### Exercise prompt
Render every line of the records below as a JSON list of strings, one string per line, omitting blank lines and leaving out the pictures.

### Data extract
--------------------

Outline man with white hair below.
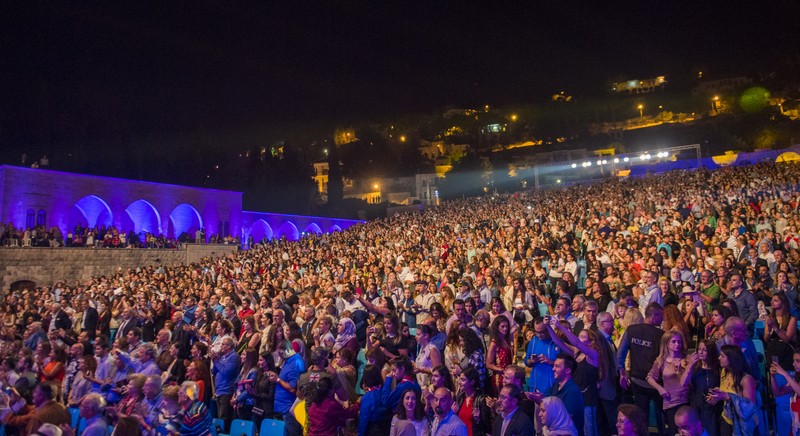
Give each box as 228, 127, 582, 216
78, 392, 108, 436
117, 343, 162, 376
142, 375, 162, 427
178, 381, 212, 435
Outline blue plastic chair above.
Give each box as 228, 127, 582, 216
228, 419, 256, 436
753, 319, 766, 339
211, 418, 225, 434
69, 407, 81, 428
258, 419, 285, 436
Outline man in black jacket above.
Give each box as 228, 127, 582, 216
81, 298, 100, 339
47, 303, 72, 332
617, 303, 664, 436
492, 384, 536, 436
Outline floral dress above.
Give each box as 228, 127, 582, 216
492, 342, 513, 392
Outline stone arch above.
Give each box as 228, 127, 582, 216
250, 220, 274, 244
169, 203, 203, 238
67, 194, 114, 231
123, 199, 162, 235
8, 280, 36, 292
305, 223, 322, 234
276, 221, 300, 241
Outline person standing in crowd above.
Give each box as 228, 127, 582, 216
617, 303, 664, 434
692, 340, 722, 436
492, 384, 536, 436
706, 345, 758, 435
675, 406, 709, 436
486, 316, 513, 392
306, 378, 358, 436
617, 404, 650, 436
270, 345, 306, 435
389, 389, 431, 436
647, 331, 700, 434
211, 337, 240, 428
532, 353, 584, 435
176, 381, 211, 436
431, 388, 469, 436
7, 162, 800, 436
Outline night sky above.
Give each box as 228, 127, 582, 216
0, 0, 800, 152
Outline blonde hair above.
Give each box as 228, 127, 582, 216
619, 307, 644, 328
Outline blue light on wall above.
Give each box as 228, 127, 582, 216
277, 221, 300, 241
305, 223, 322, 234
67, 195, 114, 230
250, 220, 273, 243
169, 203, 203, 237
123, 200, 162, 235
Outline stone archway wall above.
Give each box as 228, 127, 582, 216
0, 244, 239, 295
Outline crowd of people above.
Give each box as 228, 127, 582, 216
0, 223, 240, 249
0, 163, 800, 436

--------------------

### Final result
[
  "Outline man with white hair below.",
  "Give each box as 228, 127, 582, 216",
  "78, 392, 108, 436",
  "117, 343, 162, 376",
  "142, 375, 162, 427",
  "178, 381, 212, 435",
  "Outline blue plastic chair above.",
  "Give each box as 228, 127, 582, 216",
  "228, 419, 256, 436",
  "753, 319, 766, 339",
  "211, 418, 225, 434",
  "69, 407, 81, 428",
  "258, 419, 285, 436",
  "Outline man in black jacket above.",
  "Give each box as 228, 127, 582, 216",
  "81, 298, 100, 339",
  "47, 303, 72, 332",
  "617, 303, 664, 436",
  "492, 384, 536, 436",
  "Outline floral dress above.",
  "Give each box as 228, 127, 582, 216",
  "492, 342, 513, 392",
  "Outline stone arch above.",
  "Give each box as 228, 127, 582, 216",
  "250, 220, 274, 244",
  "169, 203, 203, 238",
  "67, 194, 114, 231",
  "123, 199, 162, 235",
  "8, 280, 36, 292",
  "305, 223, 322, 234",
  "276, 221, 300, 241",
  "Outline person standing in crowd above.",
  "Give each box as 228, 127, 582, 216",
  "617, 303, 664, 434",
  "692, 340, 722, 436",
  "492, 384, 536, 436",
  "706, 345, 758, 435",
  "675, 406, 709, 436",
  "486, 316, 513, 392",
  "306, 378, 358, 436",
  "617, 404, 650, 436",
  "270, 345, 306, 435",
  "389, 389, 431, 436",
  "647, 331, 700, 434",
  "211, 337, 240, 428",
  "532, 353, 584, 435",
  "176, 381, 211, 436",
  "431, 388, 469, 436",
  "7, 162, 800, 436",
  "Outline night sky above.",
  "Give each box as 228, 127, 582, 216",
  "0, 0, 800, 152",
  "Outline blonde hair above.",
  "Give each box as 228, 127, 582, 216",
  "619, 307, 644, 328",
  "Outline blue light on wall above.",
  "Give each box as 228, 127, 582, 216",
  "277, 221, 300, 241",
  "305, 223, 322, 234",
  "67, 195, 114, 230",
  "250, 220, 273, 243",
  "169, 203, 203, 237",
  "123, 200, 162, 235",
  "Outline stone archway wall above.",
  "Give each box as 228, 127, 582, 216",
  "0, 244, 239, 295",
  "Outline crowd of people above.",
  "Give each box as 228, 127, 582, 216",
  "0, 223, 240, 249",
  "0, 163, 800, 436"
]